Record extracts.
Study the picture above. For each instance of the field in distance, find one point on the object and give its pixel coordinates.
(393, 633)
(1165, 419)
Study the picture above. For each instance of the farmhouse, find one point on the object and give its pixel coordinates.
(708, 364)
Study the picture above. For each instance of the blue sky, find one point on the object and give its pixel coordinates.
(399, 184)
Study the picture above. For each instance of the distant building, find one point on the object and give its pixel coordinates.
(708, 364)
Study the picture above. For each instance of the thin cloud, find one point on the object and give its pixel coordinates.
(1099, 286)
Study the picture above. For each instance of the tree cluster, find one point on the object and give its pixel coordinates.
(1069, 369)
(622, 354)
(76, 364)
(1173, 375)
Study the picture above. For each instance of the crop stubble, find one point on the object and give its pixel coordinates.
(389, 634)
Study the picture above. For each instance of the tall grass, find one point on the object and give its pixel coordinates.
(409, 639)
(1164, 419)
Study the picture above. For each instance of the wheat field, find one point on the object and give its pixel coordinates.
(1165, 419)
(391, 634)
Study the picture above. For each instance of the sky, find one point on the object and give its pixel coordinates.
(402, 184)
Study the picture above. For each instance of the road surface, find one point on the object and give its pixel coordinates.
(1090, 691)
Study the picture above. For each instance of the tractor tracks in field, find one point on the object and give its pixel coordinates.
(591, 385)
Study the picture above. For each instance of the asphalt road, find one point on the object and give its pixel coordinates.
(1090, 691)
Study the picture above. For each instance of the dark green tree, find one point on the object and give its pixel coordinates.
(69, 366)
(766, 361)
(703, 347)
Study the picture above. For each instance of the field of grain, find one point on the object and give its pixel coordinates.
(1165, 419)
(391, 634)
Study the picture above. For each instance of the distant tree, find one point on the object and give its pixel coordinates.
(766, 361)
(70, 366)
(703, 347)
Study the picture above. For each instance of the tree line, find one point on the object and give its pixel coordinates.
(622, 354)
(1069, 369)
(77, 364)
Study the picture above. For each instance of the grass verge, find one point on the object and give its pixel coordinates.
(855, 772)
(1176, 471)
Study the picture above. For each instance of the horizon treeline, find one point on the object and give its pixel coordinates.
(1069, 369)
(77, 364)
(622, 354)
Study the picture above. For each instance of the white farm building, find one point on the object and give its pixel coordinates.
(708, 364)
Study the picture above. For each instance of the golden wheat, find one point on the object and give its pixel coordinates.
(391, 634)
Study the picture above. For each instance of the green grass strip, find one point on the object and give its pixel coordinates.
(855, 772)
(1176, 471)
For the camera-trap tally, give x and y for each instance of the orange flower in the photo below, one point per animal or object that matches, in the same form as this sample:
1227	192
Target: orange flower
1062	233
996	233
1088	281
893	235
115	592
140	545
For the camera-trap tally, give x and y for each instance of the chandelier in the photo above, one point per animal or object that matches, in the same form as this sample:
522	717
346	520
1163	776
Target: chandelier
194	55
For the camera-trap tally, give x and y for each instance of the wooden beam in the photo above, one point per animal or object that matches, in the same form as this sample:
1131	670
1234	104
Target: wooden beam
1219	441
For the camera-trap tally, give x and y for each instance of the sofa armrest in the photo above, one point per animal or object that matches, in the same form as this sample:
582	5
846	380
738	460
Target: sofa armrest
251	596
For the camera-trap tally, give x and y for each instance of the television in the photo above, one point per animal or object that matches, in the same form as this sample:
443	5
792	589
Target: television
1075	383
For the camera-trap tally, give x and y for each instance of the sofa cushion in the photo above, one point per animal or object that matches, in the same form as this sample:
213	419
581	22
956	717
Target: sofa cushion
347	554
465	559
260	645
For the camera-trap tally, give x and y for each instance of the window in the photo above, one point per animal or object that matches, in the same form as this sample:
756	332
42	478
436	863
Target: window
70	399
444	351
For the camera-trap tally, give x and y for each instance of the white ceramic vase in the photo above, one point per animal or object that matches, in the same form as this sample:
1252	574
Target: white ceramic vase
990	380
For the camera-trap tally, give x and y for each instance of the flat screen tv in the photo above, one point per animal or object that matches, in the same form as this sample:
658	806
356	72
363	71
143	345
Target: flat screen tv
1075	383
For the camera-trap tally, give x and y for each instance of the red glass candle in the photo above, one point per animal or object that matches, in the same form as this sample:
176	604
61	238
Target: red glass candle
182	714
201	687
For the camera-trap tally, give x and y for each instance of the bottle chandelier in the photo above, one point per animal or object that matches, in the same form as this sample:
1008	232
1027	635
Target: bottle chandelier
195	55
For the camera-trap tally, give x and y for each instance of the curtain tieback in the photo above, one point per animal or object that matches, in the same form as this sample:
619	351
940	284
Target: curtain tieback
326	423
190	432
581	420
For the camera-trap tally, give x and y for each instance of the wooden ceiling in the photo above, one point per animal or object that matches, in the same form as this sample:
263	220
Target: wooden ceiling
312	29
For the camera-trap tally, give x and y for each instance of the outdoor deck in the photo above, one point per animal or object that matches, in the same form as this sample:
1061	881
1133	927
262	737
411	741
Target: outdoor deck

Work required.
The answer must consist of every line from the entries that holds the string "deck".

Solution for this exercise.
For the camera-trap tally, give x and y for each instance of the outdoor deck in the photo above, one point per animal or object that matches, in the same form as this sample:
Target: outdoor deck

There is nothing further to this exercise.